Point annotation records:
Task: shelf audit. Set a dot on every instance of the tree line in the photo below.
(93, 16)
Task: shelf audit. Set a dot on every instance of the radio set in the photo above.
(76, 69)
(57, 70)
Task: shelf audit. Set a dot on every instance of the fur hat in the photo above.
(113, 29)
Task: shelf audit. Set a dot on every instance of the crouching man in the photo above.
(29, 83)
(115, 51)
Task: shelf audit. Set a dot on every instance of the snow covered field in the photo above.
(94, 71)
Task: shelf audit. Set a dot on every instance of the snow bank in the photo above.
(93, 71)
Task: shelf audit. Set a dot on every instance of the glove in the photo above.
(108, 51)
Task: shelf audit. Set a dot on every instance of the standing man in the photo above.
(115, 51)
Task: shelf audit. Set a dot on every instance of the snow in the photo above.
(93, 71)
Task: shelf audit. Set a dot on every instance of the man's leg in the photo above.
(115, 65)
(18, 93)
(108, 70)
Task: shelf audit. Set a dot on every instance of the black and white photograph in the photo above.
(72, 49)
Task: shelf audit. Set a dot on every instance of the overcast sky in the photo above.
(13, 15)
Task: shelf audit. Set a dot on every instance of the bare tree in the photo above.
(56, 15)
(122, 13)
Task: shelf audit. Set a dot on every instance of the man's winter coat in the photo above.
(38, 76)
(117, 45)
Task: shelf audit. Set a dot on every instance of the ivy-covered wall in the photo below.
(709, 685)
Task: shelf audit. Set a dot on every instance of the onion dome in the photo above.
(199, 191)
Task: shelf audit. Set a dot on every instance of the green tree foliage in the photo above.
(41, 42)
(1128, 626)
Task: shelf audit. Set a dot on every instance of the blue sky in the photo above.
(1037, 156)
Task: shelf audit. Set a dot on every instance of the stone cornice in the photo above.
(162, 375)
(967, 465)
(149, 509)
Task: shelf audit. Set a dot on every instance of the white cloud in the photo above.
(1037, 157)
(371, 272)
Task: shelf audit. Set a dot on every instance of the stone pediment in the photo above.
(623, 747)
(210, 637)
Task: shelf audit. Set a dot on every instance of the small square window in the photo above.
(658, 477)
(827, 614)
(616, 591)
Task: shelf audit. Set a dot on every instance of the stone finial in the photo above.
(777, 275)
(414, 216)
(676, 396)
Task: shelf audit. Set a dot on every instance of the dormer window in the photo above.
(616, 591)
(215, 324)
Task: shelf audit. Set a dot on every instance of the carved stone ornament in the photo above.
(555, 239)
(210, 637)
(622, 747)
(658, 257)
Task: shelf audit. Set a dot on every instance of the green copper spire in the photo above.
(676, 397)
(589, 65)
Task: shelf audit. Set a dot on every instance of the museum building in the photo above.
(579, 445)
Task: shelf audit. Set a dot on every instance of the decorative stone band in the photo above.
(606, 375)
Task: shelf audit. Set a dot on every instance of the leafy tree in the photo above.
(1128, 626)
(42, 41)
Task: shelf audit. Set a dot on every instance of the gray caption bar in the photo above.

◆ PROBLEM STATEMENT ◆
Find the line containing "dome in the photo above.", then output it and every line after it to the end of the data, exactly.

◆ TASK RESPONSE ◆
Task: shelf audit. Set a dot on every instance of the onion dome in the photo above.
(199, 191)
Task: shelf audit. Set a dot on every instance of the green tree foliage in the photo above.
(41, 42)
(1128, 626)
Task: shelf audit. Set a dot on every instance of the blue sky in the photo above.
(1037, 156)
Task: shelf audit. Set a dot on every instance of the stone cornice in the photo above.
(162, 375)
(967, 465)
(149, 509)
Task: shelf audit. Set a dot on every instance of the white cloud in the photo above.
(1037, 157)
(371, 272)
Task: shelf audit. Set a dot on every instance of the stone pediment in the photo above.
(623, 747)
(210, 637)
Task: shelf audit. Set a dot on every instance of the small square window in the photo above.
(658, 477)
(827, 614)
(616, 591)
Task: shelf audit. Set a dot on every instance of the stone finial in the photo above.
(777, 275)
(414, 216)
(676, 396)
Task: shelf audit. Set a dot on every instance of the dormer window in the photo above.
(616, 591)
(215, 324)
Task: shelf audit. Set a dot on every instance of the carved stone ornament in the photo above.
(555, 239)
(210, 637)
(622, 747)
(658, 257)
Task: shelf audit. Set a dot on every instance of the green copper spire in the photo above.
(676, 397)
(589, 65)
Task: shelf audit. Set a dot on every instance of the museum building in the photo above.
(579, 445)
Task: shelf audit. Set a dot on every instance of the decorative stone band in the photo above.
(606, 375)
Task: shelf audit. Set a dot on every instance of the leafy tree in the photo above.
(1128, 626)
(42, 41)
Task: shelf audit. Set a dot on every instance of the gray caption bar in the photo above.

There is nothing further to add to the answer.